─── SUPPLIED DATA

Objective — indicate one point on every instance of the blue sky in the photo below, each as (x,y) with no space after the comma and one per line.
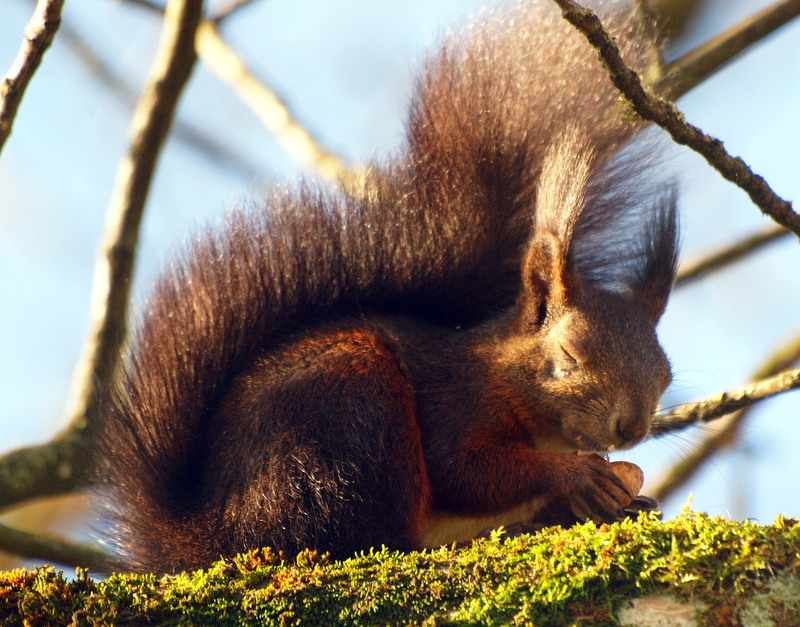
(346,69)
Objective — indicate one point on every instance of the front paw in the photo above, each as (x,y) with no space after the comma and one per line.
(603,491)
(643,504)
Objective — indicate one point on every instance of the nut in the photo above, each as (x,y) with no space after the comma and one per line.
(630,474)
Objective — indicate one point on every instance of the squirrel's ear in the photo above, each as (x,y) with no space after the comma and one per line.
(653,278)
(548,270)
(548,275)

──────

EXERCISE GOAL:
Take the line that holds "of the squirrel's" as the first and the last line of the material as the final one. Print that span exactly, both ends included.

ANSWER TO THE EXERCISE:
Objective — indicate one point on every instance of the squirrel's ear in the photo above, each as (x,y) with no space after the comma and one per line.
(653,278)
(548,270)
(548,275)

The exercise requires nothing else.